Nothing in the records should change; write them all out exactly.

_ _ _ _ _

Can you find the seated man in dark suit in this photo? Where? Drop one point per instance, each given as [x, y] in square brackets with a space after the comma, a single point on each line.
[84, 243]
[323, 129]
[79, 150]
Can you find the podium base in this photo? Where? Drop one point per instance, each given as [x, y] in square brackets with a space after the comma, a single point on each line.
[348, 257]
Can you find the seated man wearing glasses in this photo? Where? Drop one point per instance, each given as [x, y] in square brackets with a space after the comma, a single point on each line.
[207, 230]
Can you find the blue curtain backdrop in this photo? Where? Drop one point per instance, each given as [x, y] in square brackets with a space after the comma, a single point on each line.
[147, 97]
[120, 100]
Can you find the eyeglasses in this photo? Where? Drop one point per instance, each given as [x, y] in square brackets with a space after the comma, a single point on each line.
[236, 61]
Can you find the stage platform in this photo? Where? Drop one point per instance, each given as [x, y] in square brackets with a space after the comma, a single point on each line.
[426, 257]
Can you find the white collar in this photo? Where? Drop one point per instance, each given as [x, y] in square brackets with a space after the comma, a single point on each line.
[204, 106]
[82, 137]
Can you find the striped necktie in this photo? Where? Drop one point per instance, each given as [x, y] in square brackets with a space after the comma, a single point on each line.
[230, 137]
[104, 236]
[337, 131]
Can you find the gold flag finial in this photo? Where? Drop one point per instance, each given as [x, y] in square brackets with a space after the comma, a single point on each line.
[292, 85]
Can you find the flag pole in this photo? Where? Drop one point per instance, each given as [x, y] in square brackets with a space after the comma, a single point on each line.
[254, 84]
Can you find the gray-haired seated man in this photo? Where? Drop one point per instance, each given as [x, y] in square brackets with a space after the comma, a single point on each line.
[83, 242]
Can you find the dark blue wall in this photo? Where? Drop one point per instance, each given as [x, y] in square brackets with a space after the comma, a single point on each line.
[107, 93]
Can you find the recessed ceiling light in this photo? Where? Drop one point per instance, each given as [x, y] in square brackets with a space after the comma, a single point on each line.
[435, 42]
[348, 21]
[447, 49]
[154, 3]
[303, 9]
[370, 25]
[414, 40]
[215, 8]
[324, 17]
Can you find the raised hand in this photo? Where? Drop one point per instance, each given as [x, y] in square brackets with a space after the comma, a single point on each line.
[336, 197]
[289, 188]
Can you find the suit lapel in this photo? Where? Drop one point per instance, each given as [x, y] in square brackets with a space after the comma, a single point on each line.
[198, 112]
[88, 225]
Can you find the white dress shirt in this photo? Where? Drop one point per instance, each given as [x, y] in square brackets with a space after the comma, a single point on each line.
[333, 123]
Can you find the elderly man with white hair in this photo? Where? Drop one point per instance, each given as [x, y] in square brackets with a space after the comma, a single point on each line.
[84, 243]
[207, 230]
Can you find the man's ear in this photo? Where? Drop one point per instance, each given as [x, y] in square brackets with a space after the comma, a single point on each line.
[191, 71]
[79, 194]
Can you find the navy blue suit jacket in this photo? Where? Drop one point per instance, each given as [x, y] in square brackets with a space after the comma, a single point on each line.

_ _ _ _ _

Answer to this problem
Can you find the seated man in dark suit in this photo? Where? Drop one point per instance, each given as [x, y] in square brackets with a space after the comma, a single point on each line.
[84, 243]
[323, 129]
[79, 150]
Can you find the podium base in this photo? Where? Drop one point per instance, each given as [x, y] in square brackets with a space after the comma, a single point on each line.
[348, 257]
Can you find the seated man wearing glasses in this photo? Where? Drop one point per instance, each given as [x, y] in square brackets with a space after the comma, a single point on each line.
[207, 230]
Can you find the blue curtain backdrop in this photo? Where? Drop one point per instance, each given as [x, y] in square brackets with a space after the comma, a single point on each line.
[147, 97]
[120, 100]
Can you find the eyeglasses in this photo? Where? Drop one point per instance, each given as [x, y] in square brackets with a space after the comma, a single point on each line.
[236, 61]
Can you find the stage platform in this photo? Where? Drop one point per instance, each given as [x, y] in square brackets with a space after the comma, a single point on each line.
[426, 257]
Can you find the white collar in this photo? Where? Drop one point per instance, each given as [x, y] in square brackets with a space after the comma, a single point on each line.
[204, 106]
[82, 137]
Can you find the striped necktie in this photo? Where? Drop one point per instance, each given as [x, y] in square brackets with a space after the comma, a single point on each line.
[230, 137]
[104, 236]
[337, 131]
Can you find the gold flag finial in this photo? Where? Drop one point per instance, each given as [x, y] in square brackets with a space after the comma, a single point on each line.
[292, 85]
Can you find the flag pole in this photo? Where? Drop one point per instance, each given as [x, y] in square brackets with a space after the comma, a single point on each line.
[254, 84]
Can you find the gray-haired seated man in this photo? Where? Drop one point per instance, each given as [x, y] in square brackets with a space after the comma, a single point on each line.
[83, 242]
Can you find the dark blue wall in this photo? Where? Drop one point per instance, each given as [x, y] in square brackets with a space after the comma, a single point on each line.
[107, 93]
Can you find the recessed ceiling light in this photo? Where? Drop one point per instance, each given as [x, y] in square brackets with a space after the comma, a single point on each line.
[435, 42]
[348, 21]
[447, 49]
[154, 3]
[303, 9]
[370, 25]
[414, 40]
[215, 8]
[324, 17]
Can you find the raised hand in this photo? Where? Drop one point per instance, each given as [x, y] in square brackets with a space after the comma, a single point on each line.
[336, 197]
[289, 188]
Can you find the suit lapel in this photo? Where? Drop one point per instance, each given as [x, y] in square brackets with a space after the comma, a single point on each line.
[198, 112]
[88, 225]
Can you find the white dress shirt in this photo? Where? Drop one point per instance, each given as [x, y] in square brackets with a space after the comma, a single point on each line.
[333, 123]
Can you find the elderly man with white hair in this photo? Where? Drop one point per instance, each given as [x, y] in square brackets with a space after the comma, a single point on each line.
[84, 243]
[207, 230]
Can you find the man's ear in this photo? Where? Drop one point per instance, each given as [x, y] in square brackets with a space after the comma, a single point on each line.
[191, 71]
[79, 194]
Can you find the navy blue suit jacket in this photo? Where? Drop one point per instance, each given as [x, y] in square brackets with a space after the comma, a single point on each line.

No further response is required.